Critics say it's bloodhound evidence that's suspect
By H.G. Reza
LA Times Staff Writer
March 9, 2007
On a warm August night in 2004, Michael Espalin and his dog watched
Riverside firefighters douse seven burning palm trees on a residential
street. It was 1 a.m., an unusual time to be walking a dog, or so
thought an arson investigator.
After answering a number of questions, Espalin, then 31, was asked to
rub his face and hands on a gauze pad and sent on his way.
Half a year later, Espalin was charged as a serial arsonist, accused of
lighting 21 fires, mostly trees and bushes, in Riverside.
No eyewitnesses or traditional evidence linked Espalin to the crimes.
But the Riverside County district attorney's office built a case
against him based on a bloodhound allegedly picking up his scent on a
charred incendiary device and cold crime scenes and matching it to the
pad.
After Espalin spent two years in jail awaiting trial, a jury deadlocked
9 to 3 in January for acquittal. Most jurors did not believe that the
bloodhound, Dakota, found Espalin's scent at the scene of the fires
days and weeks after they were set.

(Labeled area outline records)
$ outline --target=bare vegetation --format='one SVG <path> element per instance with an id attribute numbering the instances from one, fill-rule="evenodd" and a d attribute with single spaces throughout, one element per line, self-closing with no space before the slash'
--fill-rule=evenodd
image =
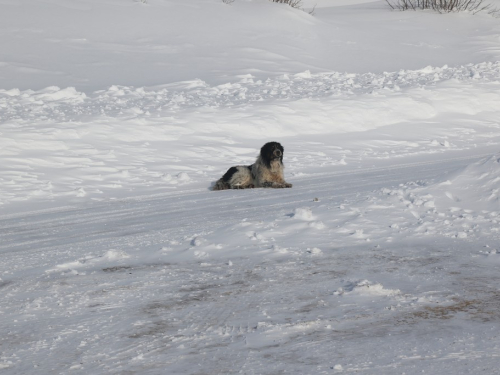
<path id="1" fill-rule="evenodd" d="M 292 8 L 301 9 L 302 0 L 271 0 L 273 3 L 288 4 Z"/>
<path id="2" fill-rule="evenodd" d="M 392 9 L 397 10 L 424 10 L 431 9 L 439 13 L 450 12 L 478 12 L 487 11 L 492 15 L 498 14 L 498 9 L 483 0 L 385 0 Z"/>

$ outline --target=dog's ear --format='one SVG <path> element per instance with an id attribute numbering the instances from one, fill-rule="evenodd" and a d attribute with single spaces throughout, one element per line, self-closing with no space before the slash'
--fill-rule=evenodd
<path id="1" fill-rule="evenodd" d="M 273 157 L 272 142 L 268 142 L 264 146 L 262 146 L 262 148 L 260 149 L 260 157 L 266 167 L 271 168 L 271 159 Z"/>

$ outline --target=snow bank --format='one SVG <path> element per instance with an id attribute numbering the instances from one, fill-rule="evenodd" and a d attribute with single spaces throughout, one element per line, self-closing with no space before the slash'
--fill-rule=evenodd
<path id="1" fill-rule="evenodd" d="M 440 209 L 500 212 L 500 153 L 471 164 L 429 188 Z"/>

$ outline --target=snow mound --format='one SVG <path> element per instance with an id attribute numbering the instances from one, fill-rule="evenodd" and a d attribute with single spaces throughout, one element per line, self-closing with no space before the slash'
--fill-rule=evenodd
<path id="1" fill-rule="evenodd" d="M 436 205 L 469 210 L 500 210 L 500 153 L 467 166 L 431 187 Z"/>
<path id="2" fill-rule="evenodd" d="M 358 296 L 388 296 L 393 297 L 401 294 L 399 289 L 386 289 L 382 284 L 372 283 L 368 280 L 348 281 L 344 287 L 337 289 L 335 295 L 358 295 Z"/>

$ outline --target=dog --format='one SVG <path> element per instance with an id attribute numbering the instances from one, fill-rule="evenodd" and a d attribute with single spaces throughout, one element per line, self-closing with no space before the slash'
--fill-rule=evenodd
<path id="1" fill-rule="evenodd" d="M 214 185 L 212 190 L 251 188 L 291 188 L 285 181 L 283 153 L 285 149 L 278 142 L 268 142 L 260 149 L 252 165 L 231 167 Z"/>

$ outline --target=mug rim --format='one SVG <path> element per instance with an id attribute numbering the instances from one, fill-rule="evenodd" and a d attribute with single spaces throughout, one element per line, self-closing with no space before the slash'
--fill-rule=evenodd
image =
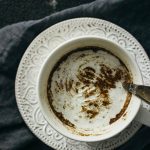
<path id="1" fill-rule="evenodd" d="M 135 116 L 137 115 L 137 113 L 138 113 L 138 111 L 139 111 L 139 109 L 140 109 L 140 105 L 141 105 L 141 100 L 139 99 L 139 98 L 136 98 L 136 99 L 139 99 L 137 102 L 136 102 L 136 109 L 135 109 L 135 111 L 134 111 L 134 115 L 132 116 L 132 118 L 130 119 L 130 120 L 128 120 L 128 122 L 126 121 L 125 123 L 124 123 L 124 126 L 120 129 L 120 130 L 117 130 L 117 132 L 116 131 L 111 131 L 110 133 L 111 133 L 111 135 L 109 135 L 109 136 L 104 136 L 104 137 L 102 137 L 101 135 L 100 136 L 98 136 L 98 135 L 96 135 L 96 136 L 85 136 L 85 137 L 83 137 L 83 136 L 73 136 L 72 134 L 68 134 L 68 133 L 65 133 L 65 132 L 63 132 L 62 130 L 60 130 L 59 128 L 57 128 L 52 122 L 50 122 L 50 120 L 49 119 L 47 119 L 47 115 L 45 114 L 45 111 L 43 110 L 43 107 L 42 107 L 42 104 L 41 104 L 41 99 L 40 99 L 40 95 L 39 95 L 39 90 L 40 90 L 40 81 L 41 81 L 41 79 L 42 79 L 42 74 L 43 74 L 43 72 L 44 72 L 44 70 L 45 70 L 45 66 L 47 66 L 47 64 L 49 64 L 49 61 L 50 61 L 50 59 L 55 55 L 55 53 L 56 52 L 58 52 L 58 51 L 60 51 L 63 47 L 65 47 L 67 44 L 69 44 L 70 42 L 74 42 L 74 41 L 77 41 L 77 40 L 81 40 L 81 39 L 89 39 L 89 38 L 95 38 L 95 39 L 99 39 L 99 40 L 101 40 L 101 41 L 106 41 L 106 42 L 109 42 L 109 43 L 111 43 L 111 44 L 113 44 L 113 45 L 115 45 L 115 46 L 117 46 L 119 49 L 122 49 L 125 53 L 126 53 L 126 55 L 128 55 L 128 57 L 130 58 L 130 60 L 134 63 L 134 65 L 137 65 L 132 59 L 133 58 L 131 58 L 131 56 L 122 48 L 122 47 L 120 47 L 119 45 L 117 45 L 116 43 L 113 43 L 112 41 L 110 41 L 110 40 L 108 40 L 108 39 L 106 39 L 106 38 L 101 38 L 101 37 L 97 37 L 97 36 L 82 36 L 82 37 L 78 37 L 78 38 L 74 38 L 74 39 L 71 39 L 71 40 L 68 40 L 68 41 L 66 41 L 66 42 L 64 42 L 64 43 L 62 43 L 62 44 L 60 44 L 59 46 L 57 46 L 54 50 L 52 50 L 51 52 L 50 52 L 50 54 L 49 54 L 49 56 L 47 57 L 47 59 L 45 60 L 45 62 L 44 62 L 44 64 L 42 65 L 42 68 L 40 69 L 40 73 L 39 73 L 39 76 L 38 76 L 38 85 L 37 85 L 37 93 L 38 93 L 38 101 L 39 101 L 39 105 L 40 105 L 40 107 L 41 107 L 41 111 L 42 111 L 42 113 L 43 113 L 43 116 L 45 117 L 45 119 L 48 121 L 48 123 L 50 124 L 50 126 L 54 129 L 54 130 L 56 130 L 56 131 L 58 131 L 60 134 L 62 134 L 62 135 L 64 135 L 64 136 L 66 136 L 66 137 L 68 137 L 68 138 L 70 138 L 70 139 L 73 139 L 73 140 L 77 140 L 77 141 L 84 141 L 84 142 L 96 142 L 96 141 L 102 141 L 102 140 L 106 140 L 106 139 L 109 139 L 109 138 L 111 138 L 111 137 L 113 137 L 113 136 L 115 136 L 116 134 L 118 134 L 118 133 L 120 133 L 121 131 L 123 131 L 133 120 L 134 120 L 134 118 L 135 118 Z M 57 62 L 57 61 L 56 61 Z M 143 80 L 142 80 L 142 76 L 141 76 L 141 73 L 140 73 L 140 70 L 139 69 L 137 69 L 136 71 L 138 71 L 138 74 L 139 74 L 139 76 L 140 76 L 140 79 L 141 79 L 141 84 L 143 83 Z M 132 101 L 132 99 L 133 99 L 133 95 L 132 95 L 132 98 L 131 98 L 131 101 Z M 129 107 L 129 106 L 128 106 Z M 127 107 L 127 108 L 128 108 Z M 119 120 L 118 120 L 119 121 Z M 118 122 L 117 121 L 117 122 Z M 113 124 L 113 126 L 114 126 L 114 124 Z M 69 132 L 69 131 L 68 131 Z M 90 138 L 89 138 L 90 137 Z"/>

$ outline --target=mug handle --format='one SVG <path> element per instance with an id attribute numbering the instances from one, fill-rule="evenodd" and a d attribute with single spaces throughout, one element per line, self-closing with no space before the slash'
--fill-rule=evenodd
<path id="1" fill-rule="evenodd" d="M 150 127 L 150 104 L 142 101 L 141 107 L 135 120 Z"/>

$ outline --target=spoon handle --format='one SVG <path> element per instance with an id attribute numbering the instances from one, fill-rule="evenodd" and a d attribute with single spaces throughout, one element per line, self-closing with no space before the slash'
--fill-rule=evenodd
<path id="1" fill-rule="evenodd" d="M 144 101 L 150 103 L 150 86 L 126 84 L 124 85 L 124 88 Z"/>

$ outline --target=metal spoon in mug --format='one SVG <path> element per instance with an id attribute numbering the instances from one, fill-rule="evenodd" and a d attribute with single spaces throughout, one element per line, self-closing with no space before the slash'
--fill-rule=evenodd
<path id="1" fill-rule="evenodd" d="M 132 83 L 124 83 L 123 87 L 130 93 L 150 103 L 150 86 L 136 85 Z"/>

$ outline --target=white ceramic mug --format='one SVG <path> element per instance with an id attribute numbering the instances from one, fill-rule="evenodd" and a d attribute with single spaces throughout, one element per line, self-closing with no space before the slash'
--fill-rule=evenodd
<path id="1" fill-rule="evenodd" d="M 49 54 L 48 59 L 45 61 L 40 71 L 37 89 L 39 104 L 44 117 L 49 122 L 49 124 L 62 135 L 78 141 L 94 142 L 108 139 L 124 130 L 131 123 L 131 121 L 135 119 L 136 115 L 138 114 L 141 105 L 141 100 L 138 97 L 132 95 L 131 101 L 126 109 L 126 116 L 122 116 L 115 123 L 105 127 L 105 130 L 103 130 L 99 135 L 81 136 L 70 132 L 56 117 L 49 105 L 47 98 L 47 83 L 51 70 L 62 56 L 76 48 L 85 46 L 97 46 L 109 50 L 111 53 L 120 58 L 122 62 L 127 66 L 128 70 L 133 76 L 133 83 L 143 84 L 143 81 L 139 68 L 135 60 L 129 55 L 129 53 L 107 39 L 101 39 L 99 37 L 76 38 L 63 43 Z M 138 117 L 138 120 L 139 118 L 140 117 Z"/>

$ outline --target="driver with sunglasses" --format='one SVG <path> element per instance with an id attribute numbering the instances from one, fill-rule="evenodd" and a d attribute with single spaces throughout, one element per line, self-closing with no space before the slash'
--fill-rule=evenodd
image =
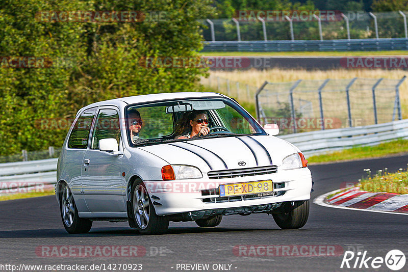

_Goals_
1. Name every person or animal that the bloodhound evidence article identifies by name.
2. Reproduce the bloodhound evidence article verbatim, everything from "After answering a" down to "to the crimes.".

_Results by task_
1. H.G. Reza, Michael Espalin, Dakota

2.
After answering a number of questions, Espalin, then 31, was asked to
rub his face and hands on a gauze pad and sent on his way.
Half a year later, Espalin was charged as a serial arsonist, accused of
lighting 21 fires, mostly trees and bushes, in Riverside.
No eyewitnesses or traditional evidence linked Espalin to the crimes.